**Problem requirements**
Convert the stretch from the row containing "Draw the outline of every instance of the **white" through the last row into a two-column CSV with headers "prompt" and "response". Give each row its own CSV line, with its text and its answer each in one quoted field and line breaks replaced by spaces.

Region annotation entries
**********
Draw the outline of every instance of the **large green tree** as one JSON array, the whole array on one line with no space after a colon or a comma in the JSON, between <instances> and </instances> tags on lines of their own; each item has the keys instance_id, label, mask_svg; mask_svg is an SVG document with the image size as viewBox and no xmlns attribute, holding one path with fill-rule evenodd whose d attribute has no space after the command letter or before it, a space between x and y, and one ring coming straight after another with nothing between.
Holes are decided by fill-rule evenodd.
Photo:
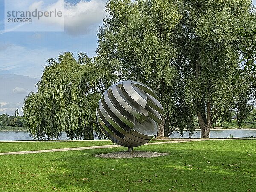
<instances>
[{"instance_id":1,"label":"large green tree","mask_svg":"<svg viewBox=\"0 0 256 192\"><path fill-rule=\"evenodd\" d=\"M65 131L70 139L93 139L99 133L96 108L111 76L98 58L70 53L49 59L38 92L25 99L23 108L29 133L35 139L57 139ZM102 135L102 134L101 135Z\"/></svg>"},{"instance_id":2,"label":"large green tree","mask_svg":"<svg viewBox=\"0 0 256 192\"><path fill-rule=\"evenodd\" d=\"M111 0L106 7L97 53L120 79L156 90L165 112L158 137L192 134L193 115L202 138L233 108L245 117L249 86L235 77L247 41L237 29L255 24L250 0Z\"/></svg>"},{"instance_id":3,"label":"large green tree","mask_svg":"<svg viewBox=\"0 0 256 192\"><path fill-rule=\"evenodd\" d=\"M176 65L173 30L181 18L177 1L111 0L109 17L98 34L97 53L119 80L136 80L152 87L165 111L157 136L175 128L194 129L185 102L184 84Z\"/></svg>"},{"instance_id":4,"label":"large green tree","mask_svg":"<svg viewBox=\"0 0 256 192\"><path fill-rule=\"evenodd\" d=\"M249 87L235 78L244 40L237 29L255 25L251 8L250 0L184 0L180 5L183 17L174 42L186 102L197 114L202 138L209 138L216 121L236 103L241 117L246 115Z\"/></svg>"}]
</instances>

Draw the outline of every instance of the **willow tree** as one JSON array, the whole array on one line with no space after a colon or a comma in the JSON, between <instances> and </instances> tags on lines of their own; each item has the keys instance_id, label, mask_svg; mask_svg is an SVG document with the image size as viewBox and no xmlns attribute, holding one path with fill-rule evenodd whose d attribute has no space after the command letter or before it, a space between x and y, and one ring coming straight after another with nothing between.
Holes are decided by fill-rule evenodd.
<instances>
[{"instance_id":1,"label":"willow tree","mask_svg":"<svg viewBox=\"0 0 256 192\"><path fill-rule=\"evenodd\" d=\"M247 85L235 75L240 70L239 46L243 41L237 29L255 25L251 1L184 0L179 8L183 17L174 42L186 102L197 116L201 137L209 138L220 117L235 108L238 100L248 101L241 96L248 97Z\"/></svg>"},{"instance_id":2,"label":"willow tree","mask_svg":"<svg viewBox=\"0 0 256 192\"><path fill-rule=\"evenodd\" d=\"M69 139L93 139L93 129L100 134L96 108L111 73L101 67L98 58L82 53L77 60L68 52L48 61L38 92L24 101L29 133L35 139L57 139L63 131Z\"/></svg>"},{"instance_id":3,"label":"willow tree","mask_svg":"<svg viewBox=\"0 0 256 192\"><path fill-rule=\"evenodd\" d=\"M152 87L165 111L158 125L159 137L184 126L194 126L189 106L184 102L184 86L174 65L176 50L173 29L181 16L177 1L111 0L109 15L98 34L97 53L119 80L136 80Z\"/></svg>"}]
</instances>

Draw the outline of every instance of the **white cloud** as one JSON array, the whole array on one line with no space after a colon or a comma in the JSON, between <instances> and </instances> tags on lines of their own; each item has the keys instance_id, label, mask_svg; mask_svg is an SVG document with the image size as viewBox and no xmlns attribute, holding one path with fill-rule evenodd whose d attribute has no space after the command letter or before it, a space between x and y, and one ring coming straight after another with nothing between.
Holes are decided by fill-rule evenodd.
<instances>
[{"instance_id":1,"label":"white cloud","mask_svg":"<svg viewBox=\"0 0 256 192\"><path fill-rule=\"evenodd\" d=\"M26 93L26 92L24 88L17 87L12 90L12 93Z\"/></svg>"},{"instance_id":2,"label":"white cloud","mask_svg":"<svg viewBox=\"0 0 256 192\"><path fill-rule=\"evenodd\" d=\"M3 107L7 104L7 103L5 103L4 102L2 102L0 103L0 107Z\"/></svg>"},{"instance_id":3,"label":"white cloud","mask_svg":"<svg viewBox=\"0 0 256 192\"><path fill-rule=\"evenodd\" d=\"M32 49L12 45L0 51L0 70L12 73L40 78L49 58L58 58L63 51L48 50L47 47ZM13 53L15 54L14 54Z\"/></svg>"},{"instance_id":4,"label":"white cloud","mask_svg":"<svg viewBox=\"0 0 256 192\"><path fill-rule=\"evenodd\" d=\"M76 5L67 3L65 10L65 30L69 34L79 35L94 32L108 15L106 1L81 1Z\"/></svg>"},{"instance_id":5,"label":"white cloud","mask_svg":"<svg viewBox=\"0 0 256 192\"><path fill-rule=\"evenodd\" d=\"M4 113L4 112L8 110L8 108L0 108L0 112Z\"/></svg>"},{"instance_id":6,"label":"white cloud","mask_svg":"<svg viewBox=\"0 0 256 192\"><path fill-rule=\"evenodd\" d=\"M49 24L57 25L61 27L64 23L65 31L71 35L78 35L95 32L103 18L108 15L105 12L106 0L81 0L76 4L65 3L63 10L63 0L58 0L51 5L45 6L44 1L33 3L29 9L32 11L36 8L43 10L61 10L64 14L64 20L58 17L46 20L42 18L42 22Z\"/></svg>"}]
</instances>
**********
**Answer to this exercise**
prompt,response
"Draw the outline of every instance of the **white cloud** as one JSON array, the whole array on one line with no space after a colon or a comma in the JSON, between <instances> and </instances> tags on lines of their own; each item has the keys instance_id, label, mask_svg; mask_svg is an SVG document with the image size as viewBox and no xmlns attribute, holding one path with fill-rule evenodd whose d attribute has no space after the command letter or before it, a space between x and y, and one ring coming straight after another with nothing between. Holes are decided by fill-rule evenodd.","<instances> [{""instance_id"":1,""label"":""white cloud"",""mask_svg"":""<svg viewBox=\""0 0 256 192\""><path fill-rule=\""evenodd\"" d=\""M26 93L26 92L24 88L17 87L12 90L12 93Z\""/></svg>""},{""instance_id"":2,""label"":""white cloud"",""mask_svg"":""<svg viewBox=\""0 0 256 192\""><path fill-rule=\""evenodd\"" d=\""M3 107L7 104L7 103L5 103L4 102L2 102L0 103L0 107Z\""/></svg>""},{""instance_id"":3,""label"":""white cloud"",""mask_svg"":""<svg viewBox=\""0 0 256 192\""><path fill-rule=\""evenodd\"" d=\""M32 49L12 45L0 51L0 70L12 73L40 78L49 58L58 58L63 51L48 50L47 47ZM13 53L15 54L14 54Z\""/></svg>""},{""instance_id"":4,""label"":""white cloud"",""mask_svg"":""<svg viewBox=\""0 0 256 192\""><path fill-rule=\""evenodd\"" d=\""M76 5L67 3L65 10L65 30L69 34L79 35L94 32L108 15L106 1L81 1Z\""/></svg>""},{""instance_id"":5,""label"":""white cloud"",""mask_svg"":""<svg viewBox=\""0 0 256 192\""><path fill-rule=\""evenodd\"" d=\""M4 113L4 112L8 110L8 108L0 108L0 112Z\""/></svg>""},{""instance_id"":6,""label"":""white cloud"",""mask_svg"":""<svg viewBox=\""0 0 256 192\""><path fill-rule=\""evenodd\"" d=\""M49 24L57 25L61 27L64 23L65 31L71 35L78 35L95 32L103 18L108 15L105 12L106 0L81 0L76 4L65 3L63 10L63 0L58 0L51 5L45 6L44 1L33 3L29 9L32 11L36 8L43 10L61 10L64 14L64 20L58 17L46 20L42 18L42 22Z\""/></svg>""}] </instances>"